El polifacético Bobby Conn
retoma su voz discográfica con un trabajo que sintetiza a la perfección su
tendencia a la exuberancia.
Estás
advertido: no te acerques a Bobby Conn si te molestan los artistas inquietos,
las canciones desprolijas y las morisquetas subidas de histrionismo. Conn no
será tu cantante de cabecera si te repatean las letras ácidas, las poses
ambiguas, el colorete en las mejillas y el abuso del falsete. Y jamás te admitirán
en su club de fans si te incomoda cierta vertiente del pop psicodélico, la que
se sirve del empalago del buque nodriza para retorcer el molde conocido. Si
nada de esto te escuece, esta es tu crónica y este, tu disco de la temporada.
Pero no te sientes ni te pongas cómodo: estos fideos se comen de parado.
Una
de las sensaciones que sobreviene ante la escucha inaugural de Bobby Conn es la
confusión. Aquello que una vez fuera calificado como su “amor omnívoro por los
géneros musicales” tiene en Macaroni
una continuación natural de aquel magnífico King
for a Day (2007), su ahora penúltima entrega discográfica. Claro que hay
glam rock –faltaría más–, y hay funk en sepia, y pop desteñido y electrónica
díscola. Y el violín omnipresente de su mujer Monica Boubou. Y todo ello regado
con un histrionismo desenfrenado que da volumen de exuberancia. Lo que queda,
pues, es desconcierto. El oyente no sabe bien si Conn habla en serio o en
broma.

■ ■ ■ ■ ■

■ TAREAS ■
- 1) Según el texto sobre Bobby Conn:
(a) ¿En qué año salió King for a Day?
(b) ¿Quién toca el violín omnipresente?
(c) ¿Qué sensación sobreviene ante la escucha inaugural de Bobby Conn?
- 2) ¿Puedes copiar literalmente el texto sobre Bobby Conn desde "El polifacético Bobby" hasta "comen de parado."?
Responde basándote únicamente en el texto sobre Bobby Conn.

■ ■ ■ ■ ■

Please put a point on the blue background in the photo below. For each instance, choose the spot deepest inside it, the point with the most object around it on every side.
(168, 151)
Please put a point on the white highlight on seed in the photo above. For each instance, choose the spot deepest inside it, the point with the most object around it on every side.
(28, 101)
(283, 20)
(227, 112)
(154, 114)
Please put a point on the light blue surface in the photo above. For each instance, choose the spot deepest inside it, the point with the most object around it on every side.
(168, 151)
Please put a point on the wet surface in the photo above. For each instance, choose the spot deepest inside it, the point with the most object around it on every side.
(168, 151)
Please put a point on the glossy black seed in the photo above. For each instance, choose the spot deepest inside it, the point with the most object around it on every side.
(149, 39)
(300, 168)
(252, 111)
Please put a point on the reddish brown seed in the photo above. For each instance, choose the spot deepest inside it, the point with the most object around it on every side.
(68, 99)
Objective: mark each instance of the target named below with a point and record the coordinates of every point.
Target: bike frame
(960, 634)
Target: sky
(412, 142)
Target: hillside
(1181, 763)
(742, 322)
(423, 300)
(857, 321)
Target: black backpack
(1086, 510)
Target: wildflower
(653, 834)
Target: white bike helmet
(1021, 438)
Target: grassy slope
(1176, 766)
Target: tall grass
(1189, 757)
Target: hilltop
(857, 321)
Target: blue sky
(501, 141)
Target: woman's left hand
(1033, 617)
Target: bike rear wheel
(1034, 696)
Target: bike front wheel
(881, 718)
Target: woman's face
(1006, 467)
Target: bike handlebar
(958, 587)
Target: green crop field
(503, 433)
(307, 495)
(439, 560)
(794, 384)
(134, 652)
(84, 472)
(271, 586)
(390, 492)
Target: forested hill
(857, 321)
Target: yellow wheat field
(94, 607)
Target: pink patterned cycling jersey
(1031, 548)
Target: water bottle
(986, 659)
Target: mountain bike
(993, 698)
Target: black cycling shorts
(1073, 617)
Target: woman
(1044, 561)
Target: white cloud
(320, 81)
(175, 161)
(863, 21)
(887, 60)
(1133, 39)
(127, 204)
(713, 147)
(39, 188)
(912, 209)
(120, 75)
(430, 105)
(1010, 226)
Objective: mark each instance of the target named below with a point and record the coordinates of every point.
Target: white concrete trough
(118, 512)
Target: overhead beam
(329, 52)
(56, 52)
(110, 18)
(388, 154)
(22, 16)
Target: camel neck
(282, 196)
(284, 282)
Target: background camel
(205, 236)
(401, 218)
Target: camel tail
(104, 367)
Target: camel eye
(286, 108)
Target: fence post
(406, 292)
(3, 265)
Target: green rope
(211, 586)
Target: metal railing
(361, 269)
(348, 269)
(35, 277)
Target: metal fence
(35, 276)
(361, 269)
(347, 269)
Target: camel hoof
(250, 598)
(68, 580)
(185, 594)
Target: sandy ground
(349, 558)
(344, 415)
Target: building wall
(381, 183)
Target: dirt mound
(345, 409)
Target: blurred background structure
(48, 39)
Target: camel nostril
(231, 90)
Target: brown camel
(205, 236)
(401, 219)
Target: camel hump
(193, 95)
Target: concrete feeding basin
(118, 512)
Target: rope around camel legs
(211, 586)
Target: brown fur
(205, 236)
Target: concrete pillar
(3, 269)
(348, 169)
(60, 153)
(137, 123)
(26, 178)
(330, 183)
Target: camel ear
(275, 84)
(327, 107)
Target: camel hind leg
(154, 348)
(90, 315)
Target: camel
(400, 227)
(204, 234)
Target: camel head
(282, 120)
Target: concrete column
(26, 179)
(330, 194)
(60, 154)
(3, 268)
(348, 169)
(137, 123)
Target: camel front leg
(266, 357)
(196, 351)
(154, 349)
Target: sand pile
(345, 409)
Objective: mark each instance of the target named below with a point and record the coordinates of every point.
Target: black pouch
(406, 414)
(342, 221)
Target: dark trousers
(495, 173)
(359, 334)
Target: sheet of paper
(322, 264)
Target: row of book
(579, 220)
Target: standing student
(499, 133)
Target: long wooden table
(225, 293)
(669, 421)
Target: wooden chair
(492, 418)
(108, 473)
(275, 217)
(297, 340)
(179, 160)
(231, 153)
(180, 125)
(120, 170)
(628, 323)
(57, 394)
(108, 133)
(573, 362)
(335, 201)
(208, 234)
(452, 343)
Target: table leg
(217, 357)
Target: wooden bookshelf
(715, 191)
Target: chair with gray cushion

■ ■ ■ ■ ■

■ SOLUCIONES ■
- 1)
(a) En 2007.
(b) Su mujer, Monica Boubou.
(c) La confusión.

- 2)
El polifacético Bobby Conn
retoma su voz discográfica con un trabajo que sintetiza a la perfección su
tendencia a la exuberancia.
Estás
advertido: no te acerques a Bobby Conn si te molestan los artistas inquietos,
las canciones desprolijas y las morisquetas subidas de histrionismo. Conn no
será tu cantante de cabecera si te repatean las letras ácidas, las poses
ambiguas, el colorete en las mejillas y el abuso del falsete. Y jamás te admitirán
en su club de fans si te incomoda cierta vertiente del pop psicodélico, la que
se sirve del empalago del buque nodriza para retorcer el molde conocido. Si
nada de esto te escuece, esta es tu crónica y este, tu disco de la temporada.
Pero no te sientes ni te pongas cómodo: estos fideos se comen de parado.